文本节选:

☆ ☆ ☆

### 批量梯度下降法（Batch Gradient Descent）

对样本中的所有数据进行计算

样本量很大时很耗时
### 随机梯度下降法（Stochastic Gradient Descent）

- 抽出一部分样本进行，此时得到的并不是损失函数的梯度，但也代表了一个方向

$$2\cdot \begin{pmatrix}
(X_b^{(i)}\theta - y^{(i)}) \cdot X^{(i)}_0 \\\\
(X_b^{(i)}\theta - y^{(i)}) \cdot X^{(i)}_1 \\\\
(X_b^{(i)}\theta - y^{(i)}) \cdot X^{(i)}_2 \\\\
\ldots \\\\
(X_b^{(i)}\theta - y^{(i)}) \cdot X^{(i)}_n
\end{pmatrix} = 
2 \cdot (X_b^{(i)})^T \cdot (X_b^{(i)}\theta - y^{(i)})$$

- 学习率η应该递减

$$\eta = \frac{a}{i\_iters + b}$$

这是一种模拟退火的思想，其中a和b是随机梯度下降法的超参数

- 过程

![随机梯度下降法](..\img\FEF5319D-E8B8-42ec-B385-F7924051C439.png)

### 使用梯度下降法和随机梯度下降法对比

#### 梯度下降

In [1]:
import numpy as np
import matplotlib.pyplot as plt

In [2]:
m = 100000

x = np.random.normal(size=m)
X = x.reshape(-1,1)
y = 4. * x + 3. + np.random.normal(0, 3, size=m)

In [3]:
def J(theta, x_b, y):
    try:
        return np.sum((y - x_b.dot(theta)) ** 2) / len(y)
    except:
        return float('inf')

def dJ(theta, x_b, y):
    return x_b.T.dot(x_b.dot(theta) - y) * 2. / len(y)

def gradient_descent(x_b, y, initial_theta, eta, n_iters=10000, epsilon=1e-8):
    theta = initial_theta
    i_iter = 0
    while i_iter < n_iters:
        gradient = dJ(theta, x_b, y)
        last_theta = theta
        theta = theta - eta * gradient
        i_iter = i_iter + 1
        if(abs(J(theta, x_b, y) - J(last_theta, x_b, y)) < epsilon):
            break
    return theta

In [4]:
%%time
X_b = np.hstack([np.ones((len(x),1)), X])
initial_theta = np.zeros(X_b.shape[1])
eta = 0.01
theta = gradient_descent(X_b, y, initial_theta, eta)

☆ ☆ ☆

提取条目:
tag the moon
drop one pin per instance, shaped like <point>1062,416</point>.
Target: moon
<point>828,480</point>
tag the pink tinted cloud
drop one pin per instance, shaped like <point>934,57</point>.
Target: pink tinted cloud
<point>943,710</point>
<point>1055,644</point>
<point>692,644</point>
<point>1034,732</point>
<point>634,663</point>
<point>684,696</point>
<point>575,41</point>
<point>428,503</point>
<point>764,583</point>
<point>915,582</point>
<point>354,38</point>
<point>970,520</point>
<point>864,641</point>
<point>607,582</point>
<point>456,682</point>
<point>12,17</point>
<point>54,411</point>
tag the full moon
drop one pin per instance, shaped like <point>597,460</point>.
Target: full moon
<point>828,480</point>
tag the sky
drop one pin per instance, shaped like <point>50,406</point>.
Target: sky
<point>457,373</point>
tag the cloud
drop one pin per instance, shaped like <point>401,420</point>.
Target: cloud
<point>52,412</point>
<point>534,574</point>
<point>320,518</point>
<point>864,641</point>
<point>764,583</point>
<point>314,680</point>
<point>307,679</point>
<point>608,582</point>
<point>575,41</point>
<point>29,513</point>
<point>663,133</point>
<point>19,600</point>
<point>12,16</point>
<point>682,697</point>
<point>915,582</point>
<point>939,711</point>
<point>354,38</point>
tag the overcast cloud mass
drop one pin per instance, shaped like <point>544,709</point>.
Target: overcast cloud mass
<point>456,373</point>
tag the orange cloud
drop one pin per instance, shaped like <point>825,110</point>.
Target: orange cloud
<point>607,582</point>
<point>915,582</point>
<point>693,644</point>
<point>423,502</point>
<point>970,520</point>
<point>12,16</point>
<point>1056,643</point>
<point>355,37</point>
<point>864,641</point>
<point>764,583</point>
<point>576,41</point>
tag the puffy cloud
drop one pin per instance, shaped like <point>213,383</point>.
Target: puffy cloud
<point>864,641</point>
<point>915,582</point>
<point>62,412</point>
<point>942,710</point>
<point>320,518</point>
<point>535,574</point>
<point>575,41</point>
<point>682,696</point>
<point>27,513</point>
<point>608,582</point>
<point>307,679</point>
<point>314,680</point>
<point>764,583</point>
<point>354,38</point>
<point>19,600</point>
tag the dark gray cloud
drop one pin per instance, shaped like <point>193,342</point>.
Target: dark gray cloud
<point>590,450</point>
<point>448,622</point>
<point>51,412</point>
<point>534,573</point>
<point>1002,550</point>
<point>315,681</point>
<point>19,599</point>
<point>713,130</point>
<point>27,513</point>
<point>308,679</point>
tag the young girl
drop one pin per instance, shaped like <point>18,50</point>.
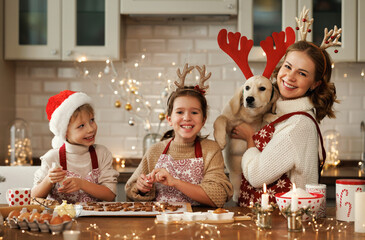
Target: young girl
<point>184,168</point>
<point>292,154</point>
<point>76,169</point>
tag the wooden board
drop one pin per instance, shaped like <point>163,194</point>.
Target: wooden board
<point>185,207</point>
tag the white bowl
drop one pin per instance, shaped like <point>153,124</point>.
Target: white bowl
<point>219,216</point>
<point>314,203</point>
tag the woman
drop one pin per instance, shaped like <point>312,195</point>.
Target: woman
<point>291,156</point>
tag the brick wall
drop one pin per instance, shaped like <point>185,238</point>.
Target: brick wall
<point>167,46</point>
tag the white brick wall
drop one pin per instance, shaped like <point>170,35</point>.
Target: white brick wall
<point>164,44</point>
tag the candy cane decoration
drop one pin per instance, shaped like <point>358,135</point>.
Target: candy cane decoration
<point>350,207</point>
<point>347,193</point>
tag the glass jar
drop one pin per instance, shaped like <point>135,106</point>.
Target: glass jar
<point>331,138</point>
<point>19,148</point>
<point>149,140</point>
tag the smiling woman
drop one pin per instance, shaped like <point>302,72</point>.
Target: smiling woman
<point>291,156</point>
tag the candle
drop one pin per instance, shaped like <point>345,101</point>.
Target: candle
<point>264,199</point>
<point>294,199</point>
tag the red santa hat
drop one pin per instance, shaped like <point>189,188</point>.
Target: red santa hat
<point>60,108</point>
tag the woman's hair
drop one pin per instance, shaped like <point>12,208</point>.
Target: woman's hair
<point>86,107</point>
<point>324,95</point>
<point>182,92</point>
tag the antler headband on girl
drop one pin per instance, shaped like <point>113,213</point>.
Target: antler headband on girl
<point>239,47</point>
<point>203,78</point>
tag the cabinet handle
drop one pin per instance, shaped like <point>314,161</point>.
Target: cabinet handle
<point>230,6</point>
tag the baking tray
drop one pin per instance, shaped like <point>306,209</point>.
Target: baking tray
<point>186,207</point>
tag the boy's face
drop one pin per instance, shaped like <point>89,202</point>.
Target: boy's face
<point>82,129</point>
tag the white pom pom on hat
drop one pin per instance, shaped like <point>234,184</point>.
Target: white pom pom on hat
<point>60,108</point>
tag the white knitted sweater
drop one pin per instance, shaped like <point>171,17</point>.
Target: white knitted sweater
<point>292,150</point>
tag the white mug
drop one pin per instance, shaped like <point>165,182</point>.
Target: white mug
<point>318,188</point>
<point>18,196</point>
<point>345,197</point>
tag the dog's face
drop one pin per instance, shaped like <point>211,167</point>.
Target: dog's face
<point>257,92</point>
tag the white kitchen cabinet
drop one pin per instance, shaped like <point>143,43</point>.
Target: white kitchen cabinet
<point>62,29</point>
<point>343,13</point>
<point>225,7</point>
<point>361,31</point>
<point>258,19</point>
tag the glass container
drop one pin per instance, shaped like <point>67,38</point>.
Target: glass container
<point>19,148</point>
<point>149,140</point>
<point>331,138</point>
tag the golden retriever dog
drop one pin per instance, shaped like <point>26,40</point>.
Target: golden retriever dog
<point>255,98</point>
<point>249,104</point>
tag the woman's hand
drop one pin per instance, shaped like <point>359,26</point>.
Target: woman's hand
<point>144,183</point>
<point>161,175</point>
<point>56,175</point>
<point>71,185</point>
<point>244,131</point>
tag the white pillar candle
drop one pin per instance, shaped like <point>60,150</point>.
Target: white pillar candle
<point>294,199</point>
<point>359,210</point>
<point>264,199</point>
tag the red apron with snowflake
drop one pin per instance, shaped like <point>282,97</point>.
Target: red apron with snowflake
<point>250,194</point>
<point>188,170</point>
<point>77,196</point>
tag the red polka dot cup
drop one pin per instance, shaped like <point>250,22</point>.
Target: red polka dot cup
<point>18,196</point>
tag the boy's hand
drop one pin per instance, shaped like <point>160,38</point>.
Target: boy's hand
<point>144,183</point>
<point>71,185</point>
<point>56,175</point>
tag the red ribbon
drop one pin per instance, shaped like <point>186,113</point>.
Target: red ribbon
<point>199,89</point>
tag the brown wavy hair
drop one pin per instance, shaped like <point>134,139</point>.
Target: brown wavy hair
<point>182,92</point>
<point>324,96</point>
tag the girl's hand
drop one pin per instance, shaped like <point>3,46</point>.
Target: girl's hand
<point>56,175</point>
<point>161,175</point>
<point>243,131</point>
<point>71,185</point>
<point>144,183</point>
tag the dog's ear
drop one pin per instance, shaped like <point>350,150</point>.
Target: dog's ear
<point>236,101</point>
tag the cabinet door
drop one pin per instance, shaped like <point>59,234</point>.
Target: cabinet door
<point>329,13</point>
<point>361,30</point>
<point>32,29</point>
<point>259,19</point>
<point>90,29</point>
<point>179,7</point>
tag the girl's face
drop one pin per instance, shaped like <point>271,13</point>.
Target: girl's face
<point>186,119</point>
<point>82,129</point>
<point>296,75</point>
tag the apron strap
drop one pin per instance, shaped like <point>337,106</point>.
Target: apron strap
<point>62,153</point>
<point>63,161</point>
<point>286,116</point>
<point>197,145</point>
<point>94,157</point>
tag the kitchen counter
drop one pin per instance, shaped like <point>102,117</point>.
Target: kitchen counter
<point>146,228</point>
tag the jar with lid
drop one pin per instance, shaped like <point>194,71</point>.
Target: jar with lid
<point>19,150</point>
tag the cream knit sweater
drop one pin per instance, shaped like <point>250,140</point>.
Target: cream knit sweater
<point>215,183</point>
<point>292,150</point>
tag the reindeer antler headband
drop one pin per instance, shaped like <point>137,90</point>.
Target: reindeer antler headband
<point>239,47</point>
<point>203,78</point>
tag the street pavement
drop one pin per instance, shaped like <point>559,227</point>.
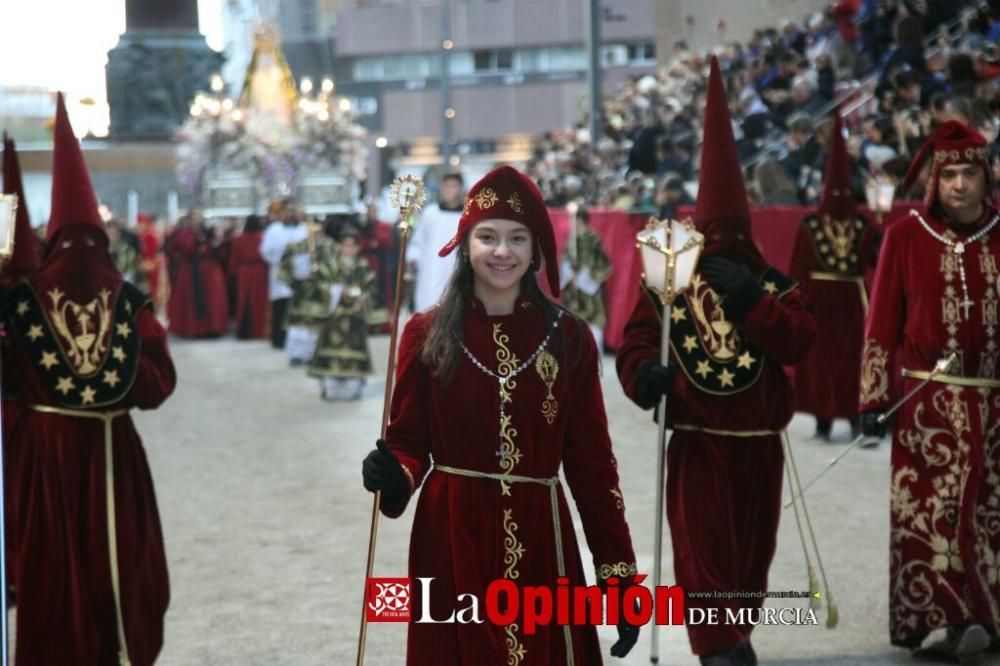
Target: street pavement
<point>266,522</point>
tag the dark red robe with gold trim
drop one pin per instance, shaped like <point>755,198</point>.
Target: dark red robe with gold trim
<point>249,271</point>
<point>723,493</point>
<point>468,532</point>
<point>65,604</point>
<point>198,302</point>
<point>944,551</point>
<point>826,381</point>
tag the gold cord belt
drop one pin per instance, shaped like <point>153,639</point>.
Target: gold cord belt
<point>553,483</point>
<point>109,491</point>
<point>957,380</point>
<point>725,433</point>
<point>837,277</point>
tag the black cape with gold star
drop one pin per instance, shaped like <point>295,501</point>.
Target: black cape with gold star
<point>710,350</point>
<point>87,353</point>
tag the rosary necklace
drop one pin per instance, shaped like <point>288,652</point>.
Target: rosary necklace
<point>502,380</point>
<point>958,249</point>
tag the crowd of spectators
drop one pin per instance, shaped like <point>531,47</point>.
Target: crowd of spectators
<point>896,67</point>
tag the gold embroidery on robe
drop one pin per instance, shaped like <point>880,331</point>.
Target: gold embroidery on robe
<point>548,369</point>
<point>874,373</point>
<point>83,329</point>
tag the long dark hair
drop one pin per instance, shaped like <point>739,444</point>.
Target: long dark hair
<point>443,345</point>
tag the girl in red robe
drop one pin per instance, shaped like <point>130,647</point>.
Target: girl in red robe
<point>728,397</point>
<point>498,387</point>
<point>249,272</point>
<point>84,349</point>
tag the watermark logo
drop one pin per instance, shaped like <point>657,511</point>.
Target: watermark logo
<point>388,600</point>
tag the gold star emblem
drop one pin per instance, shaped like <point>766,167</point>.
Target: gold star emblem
<point>65,385</point>
<point>111,378</point>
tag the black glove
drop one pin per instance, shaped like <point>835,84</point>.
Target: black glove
<point>382,471</point>
<point>735,282</point>
<point>628,636</point>
<point>870,425</point>
<point>652,382</point>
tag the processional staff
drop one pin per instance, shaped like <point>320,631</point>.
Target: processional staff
<point>408,195</point>
<point>669,250</point>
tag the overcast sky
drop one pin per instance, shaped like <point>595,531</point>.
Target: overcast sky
<point>64,44</point>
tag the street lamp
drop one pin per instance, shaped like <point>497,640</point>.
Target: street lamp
<point>880,193</point>
<point>8,217</point>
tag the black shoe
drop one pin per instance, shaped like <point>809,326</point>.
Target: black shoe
<point>741,654</point>
<point>965,643</point>
<point>823,429</point>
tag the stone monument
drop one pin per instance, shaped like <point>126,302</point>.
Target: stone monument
<point>156,68</point>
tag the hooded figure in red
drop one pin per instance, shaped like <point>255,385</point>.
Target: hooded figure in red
<point>199,302</point>
<point>728,398</point>
<point>487,453</point>
<point>85,348</point>
<point>833,250</point>
<point>248,271</point>
<point>936,293</point>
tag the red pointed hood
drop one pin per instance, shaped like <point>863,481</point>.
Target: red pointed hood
<point>722,212</point>
<point>76,262</point>
<point>73,199</point>
<point>838,197</point>
<point>25,260</point>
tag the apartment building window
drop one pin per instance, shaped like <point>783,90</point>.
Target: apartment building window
<point>308,17</point>
<point>567,58</point>
<point>641,53</point>
<point>493,60</point>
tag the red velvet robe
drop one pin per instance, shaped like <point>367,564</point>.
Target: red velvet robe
<point>467,532</point>
<point>249,271</point>
<point>826,381</point>
<point>65,605</point>
<point>944,552</point>
<point>723,493</point>
<point>198,305</point>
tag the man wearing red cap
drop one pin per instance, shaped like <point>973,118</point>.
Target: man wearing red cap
<point>832,250</point>
<point>937,294</point>
<point>728,396</point>
<point>85,348</point>
<point>496,388</point>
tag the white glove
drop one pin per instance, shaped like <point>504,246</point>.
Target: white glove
<point>301,266</point>
<point>585,283</point>
<point>336,289</point>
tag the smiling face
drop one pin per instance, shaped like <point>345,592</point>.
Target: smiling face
<point>961,188</point>
<point>500,254</point>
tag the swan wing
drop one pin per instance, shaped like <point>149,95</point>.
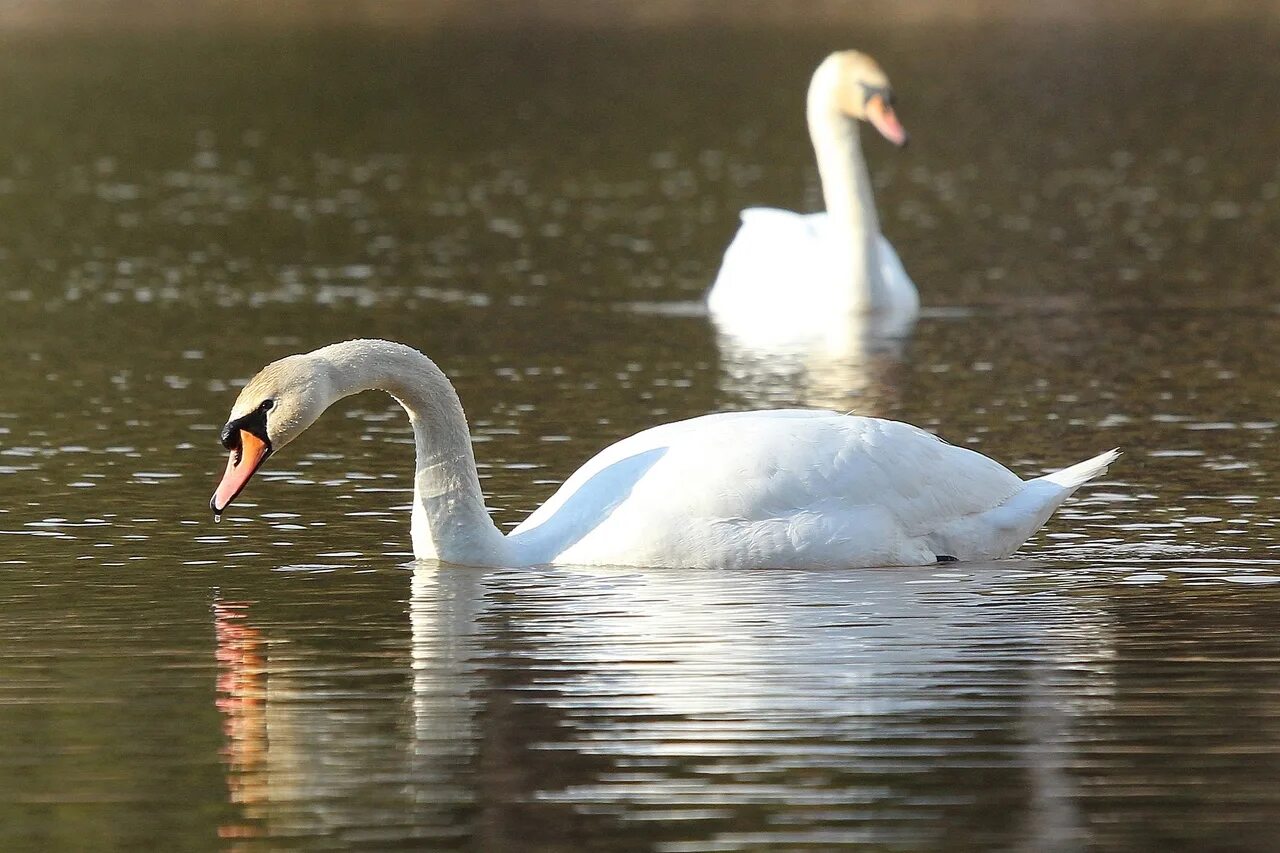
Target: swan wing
<point>771,488</point>
<point>769,263</point>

☆ ☆ ☆

任务设定:
将文本节选中的句子“这是一种模拟退火的思想，其中a和b是随机梯度下降法的超参数”译成英文。

本题解答:
This is an idea from simulated annealing, in which a and b are hyperparameters of stochastic gradient descent.